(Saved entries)
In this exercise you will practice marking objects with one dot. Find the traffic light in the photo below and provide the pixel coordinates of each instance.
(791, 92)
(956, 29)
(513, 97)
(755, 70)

**What this task involves**
Please repeat each entry exactly as written.

**Response**
In this exercise you will practice marking objects with one dot. Find the traffic light in the photo below and provide the pixel coordinates of each instance.
(791, 92)
(956, 29)
(513, 97)
(755, 70)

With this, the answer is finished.